WHAT YOU WILL DO –
Answer from the devotional on Job 3-4 and Proverbs 2 below:
1. Which chapter and verses of Proverbs are cited for the passage beginning "For the upright will dwell in the land"?
2. Whose words does the writer say Job 4:8 records?
3. Hand-in-hand with whom does the writer say "we left the perfect world"?

Saturday, November 3, 2012

When God's Timing Hurts; Job 3-4, Proverbs 2

May the mumbling commence!

What assumptions do you and I make about the righteous and wicked in God’s sight?  Do we travel down the well worn path of assuming that righteous people will be rewarded and wicked people will be punished?  After all, Proverbs also says the very same thing:

For the upright will dwell in the land,
And the blameless will remain in it; 
But the wicked will be cut off from the earth,
And the unfaithful will be uprooted from it. (2:21-22)

Yes, God will give just desserts.  God does give just desserts.  What I reap, I will sow.

Even as I have seen,
Those who plow iniquity
And sow trouble reap the same. (Job 4:8)

These are the words of Eliphaz the Temanite.  Many of us would shout an “AMEN”.  In a perfect world, they are true.  But, my friends, we left the perfect world hand-in-hand with Adam and Eve. 

Think about it: How would these words sound to someone apparently good that is suffering?  Now, I know that I held up Eliphaz and the other two friends as positive examples of how to be present with someone who is suffering; BUT, when they open their mouths, too often they have hoof in mouth disease.  They cease to be positive examples.

RAW DATA –
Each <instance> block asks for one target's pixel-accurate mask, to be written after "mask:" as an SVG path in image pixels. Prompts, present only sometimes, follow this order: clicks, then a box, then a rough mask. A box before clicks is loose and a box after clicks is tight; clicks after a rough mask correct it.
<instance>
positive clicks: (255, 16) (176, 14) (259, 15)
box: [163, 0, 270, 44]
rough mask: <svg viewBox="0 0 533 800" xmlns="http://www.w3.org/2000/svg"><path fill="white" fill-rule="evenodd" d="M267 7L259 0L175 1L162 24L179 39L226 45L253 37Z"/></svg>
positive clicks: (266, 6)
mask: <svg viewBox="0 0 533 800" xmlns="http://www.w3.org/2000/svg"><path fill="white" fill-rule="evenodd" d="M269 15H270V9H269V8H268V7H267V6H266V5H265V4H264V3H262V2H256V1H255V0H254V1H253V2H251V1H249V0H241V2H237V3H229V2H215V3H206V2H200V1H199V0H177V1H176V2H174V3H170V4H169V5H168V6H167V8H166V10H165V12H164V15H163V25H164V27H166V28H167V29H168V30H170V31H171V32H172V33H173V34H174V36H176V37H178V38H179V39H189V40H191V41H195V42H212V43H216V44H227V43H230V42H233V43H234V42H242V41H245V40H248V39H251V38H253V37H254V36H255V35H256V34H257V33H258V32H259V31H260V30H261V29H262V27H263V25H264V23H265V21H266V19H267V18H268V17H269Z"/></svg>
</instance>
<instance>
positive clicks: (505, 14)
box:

REPLY –
1. Proverbs 2:21-22
2. Eliphaz the Temanite
3. Adam and Eve